Etkinlik 1:
Shutter Island ve Memento üzerine yazılmış metinde "Shutter Island, Memento" ifadesinden başlayıp "İşte şizofrenin doğuşu!" ifadesine kadar uzanan bölümün tamamını aynen aktarınız.
Etkinlik 2:
Shutter Island ve Memento üzerine yazılmış metinde "Bir tarafta Teddy Daniels" sözleriyle açılan paragrafı, temel bilgilerini koruyarak madde listesi biçiminde yeniden yazınız.
Etkinlik 3:
Shutter Island ve Memento üzerine yazılmış metni, son cümlesinden sonra aynı üslupla sürdürerek genişletiniz.
::: Verilen Metin
Shutter Island, Memento ve Şizofreni

 


    Bir tarafta Teddy Daniels (Shutter Island), bir tarafta Lenny (Memento)... Hakikat merakı olanlar için iki süper kahraman. Öncelikle şu soru sorulmalı: süper kahraman yaşamalı mı? Bu soruya verecek cevap için çok fazla vaktimiz yok açıkçası; bir güç var benim yerime cevap veren, o da kendim... İşte şizofrenin doğuşu!

   An itibariyle istediğimizi olduracak gücümüz var mı? Yoksa olanlar zaten bizim istediklerimiz mi? 'Oldurmak' kavramı zaten olan şeye bir etki olduğunu vurgulayan bir kavram, hakikatin göreli olduğunu vurgulayan... Geçmişi olmayan bir an vardı, geleceği de her zamanki gibi yoktu. O an olmayandı, ölümdü ve bu olmayan süper kahramandı. Teddy Daniels filmin sonunda der ki 'Merak ediyorum hangisi daha kötü olurdu, canavar olarak yaşamaya devam etmek mi yoksa iyi biri olarak ölmek mi?', iyi bir insan olarak ölmeye karar verseydik şu an olur muydu? Olmayan olmayışından başka birini sorumlu tuttu ve bir b ü y ü k  p a t l a m ayla bütün öfkesini kustu! İlk günah artık işlenmişti... Bilgi ağacının meyvesi yenmiş ve o fısıltı duyulmuştu, 'kim?'! Kendi olmayışından kendi sorumlu olmasına rağmen, süper kahramanımız ölümünü araştırmak için kendine bir geçmiş o l d u r d u. Baş gardiyanımızın Teddy Daniels'a insan doğasının şiddetten geldiğini söylemesi bizi Kierkegaard'a götürür. Kierkegaard bağnazlığı över, çünkü en muhteşem kendini aldatma bağnazca bir inanca bağlıdır ve olmayan ilk başta sorumluluktan kaçarak ölümünün sorumluluğunu olanlara atmasaydı şu an rüyasız bir uykudaydık. Belirsizlik ilkesine göre olmayan için olasılıklar sonsuzdur ve olmayan için h e r  ş e y mümkündür. Belleğimde 'geçmiş' olarak adlandırdığım kısım, kendimi o l d u r u r k e n kopya çekebileceğim bir defter... An gelir ve kendim hayatta kalabilmek için, o l a b i l m e k için ne gerekiyorsa onu yapar ve kendine bu eylemini meşrulaştırır. Bu hakikat iyinin ve kötünün ötesinde o l m a y a ndır ve tektir. Burada da yeni bir yalanla karşı karşıyayız, ama bu yalan, h a k i k a t e n yalan; eğer her şey olmayansa, iyi ve kötü diye bir şey yoksa hiçbir şey mümkün değildir! Tek mümkün olan bu andır ve her an ölmeye mahkumdur! Bizler ölümü severiz! Ölümü severek kandırır ve yaşarız! Ölümü sevgiyle cezalandırırız! A n ı severiz! Nietzsche'nin 'kaderini sev' olarak çevirebileceğimiz Amor-Fati kavramı da buradan gelir. Memento filminde Lenny, kendini kurtarabilmek adına kendi yaptıklarını Sammy adındaki uydurma karaktere yükler ve kendini buna inandırır. Teddy de Lenny'ye der: 'Sammy bir dolandırıcı'... Yarattığımız ve k ö t ü dediğimiz şeyler Aden bahçesindeki bir ateşli kılıç gibi tepemizde ve kendimizi korumak için h e r  ş e yi yapmaya hazırız.
::::::
::: Çıkarılan Satırlar
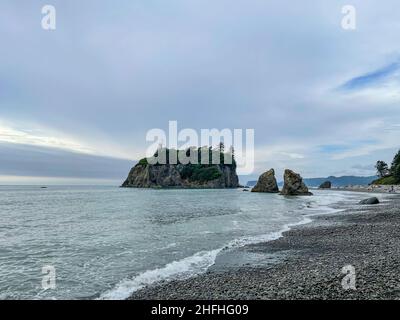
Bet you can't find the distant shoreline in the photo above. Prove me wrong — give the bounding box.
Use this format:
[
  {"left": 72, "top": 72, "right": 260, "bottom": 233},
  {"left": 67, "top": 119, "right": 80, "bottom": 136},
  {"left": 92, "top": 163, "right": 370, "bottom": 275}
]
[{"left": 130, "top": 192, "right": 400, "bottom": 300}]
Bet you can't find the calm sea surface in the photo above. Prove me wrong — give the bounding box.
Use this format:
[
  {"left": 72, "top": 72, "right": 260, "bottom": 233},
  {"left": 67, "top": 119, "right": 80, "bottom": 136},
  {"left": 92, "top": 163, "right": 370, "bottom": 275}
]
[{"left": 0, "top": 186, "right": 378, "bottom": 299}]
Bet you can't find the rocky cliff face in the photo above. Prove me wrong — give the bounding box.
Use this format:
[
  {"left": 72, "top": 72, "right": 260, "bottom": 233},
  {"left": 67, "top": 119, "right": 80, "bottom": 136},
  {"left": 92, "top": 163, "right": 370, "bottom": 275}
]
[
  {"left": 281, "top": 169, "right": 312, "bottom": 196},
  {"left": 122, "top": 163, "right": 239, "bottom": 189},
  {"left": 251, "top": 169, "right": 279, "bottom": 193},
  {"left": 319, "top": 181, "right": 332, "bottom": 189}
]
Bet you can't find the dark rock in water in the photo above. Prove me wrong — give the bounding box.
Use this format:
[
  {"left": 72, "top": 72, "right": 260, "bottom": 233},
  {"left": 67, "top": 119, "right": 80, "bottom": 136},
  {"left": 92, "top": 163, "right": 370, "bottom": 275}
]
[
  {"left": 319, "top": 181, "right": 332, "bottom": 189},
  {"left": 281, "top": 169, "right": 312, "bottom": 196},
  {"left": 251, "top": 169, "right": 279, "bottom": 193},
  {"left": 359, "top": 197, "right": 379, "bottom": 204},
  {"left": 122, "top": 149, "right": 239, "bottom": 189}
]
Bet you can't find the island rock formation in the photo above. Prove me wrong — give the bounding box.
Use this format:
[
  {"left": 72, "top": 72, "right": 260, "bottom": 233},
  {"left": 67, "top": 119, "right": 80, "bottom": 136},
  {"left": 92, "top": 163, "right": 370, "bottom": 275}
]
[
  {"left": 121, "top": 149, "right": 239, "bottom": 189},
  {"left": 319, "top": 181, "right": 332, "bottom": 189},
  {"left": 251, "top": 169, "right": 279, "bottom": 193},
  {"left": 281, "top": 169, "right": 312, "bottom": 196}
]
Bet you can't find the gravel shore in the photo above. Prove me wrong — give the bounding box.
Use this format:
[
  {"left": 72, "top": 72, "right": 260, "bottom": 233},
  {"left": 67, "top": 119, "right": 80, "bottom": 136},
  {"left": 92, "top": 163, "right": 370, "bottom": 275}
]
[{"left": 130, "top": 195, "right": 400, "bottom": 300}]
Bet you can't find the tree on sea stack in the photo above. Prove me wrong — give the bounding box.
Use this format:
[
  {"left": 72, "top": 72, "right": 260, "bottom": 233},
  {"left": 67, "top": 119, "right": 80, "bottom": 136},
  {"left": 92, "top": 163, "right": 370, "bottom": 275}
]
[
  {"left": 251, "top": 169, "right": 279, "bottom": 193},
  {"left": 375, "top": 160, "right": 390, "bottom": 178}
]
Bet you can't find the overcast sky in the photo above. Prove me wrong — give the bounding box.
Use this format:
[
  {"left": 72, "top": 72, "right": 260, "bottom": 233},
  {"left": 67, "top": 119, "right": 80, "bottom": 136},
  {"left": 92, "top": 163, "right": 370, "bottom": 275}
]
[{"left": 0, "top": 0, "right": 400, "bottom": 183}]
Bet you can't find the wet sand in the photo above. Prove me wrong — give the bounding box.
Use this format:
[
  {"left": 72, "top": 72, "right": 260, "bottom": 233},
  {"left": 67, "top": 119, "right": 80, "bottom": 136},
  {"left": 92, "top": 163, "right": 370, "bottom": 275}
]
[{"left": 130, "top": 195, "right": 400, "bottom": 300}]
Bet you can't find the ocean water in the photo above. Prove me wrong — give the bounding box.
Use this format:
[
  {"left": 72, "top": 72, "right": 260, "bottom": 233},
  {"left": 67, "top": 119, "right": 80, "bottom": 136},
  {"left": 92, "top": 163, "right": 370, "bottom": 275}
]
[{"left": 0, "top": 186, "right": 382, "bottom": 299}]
::::::
Cevap Bölümü 1:
Shutter Island, Memento ve Şizofreni

 


    Bir tarafta Teddy Daniels (Shutter Island), bir tarafta Lenny (Memento)... Hakikat merakı olanlar için iki süper kahraman. Öncelikle şu soru sorulmalı: süper kahraman yaşamalı mı? Bu soruya verecek cevap için çok fazla vaktimiz yok açıkçası; bir güç var benim yerime cevap veren, o da kendim... İşte şizofrenin doğuşu!

Cevap Bölümü 2:
- Teddy Daniels (Shutter Island) ile Lenny (Memento), hakikat merakı olanlar için iki süper kahraman olarak sunulur.
- Sorulması gereken ilk soru, süper kahramanın yaşayıp yaşamaması gerektiğidir.
- Bu soruyu cevaplamak için fazla vakit yoktur.
- Cevabı veren güç, insanın kendisidir.
- Bu durum şizofrenin doğuşu olarak nitelendirilir.

Cevap Bölümü 3:
   Hakikat ironiktir, hatta ironinin kendisidir. Sürekli elimizden kayar gider, a n  gibi. Pardon an gibi değil, hakikat andır. Öldürün onu, hemen ardından da onu severek ritüelinizi tamamlayın ve bir sonraki ana geçin. Bazen herkes bir anda size dönüp de 'tamam biz de biliyoruz be kardeşim, oynamaya devam et işte!' diyecekmiş gibi gelmiyor mu size de? Yoksa ben mi şizofrenim?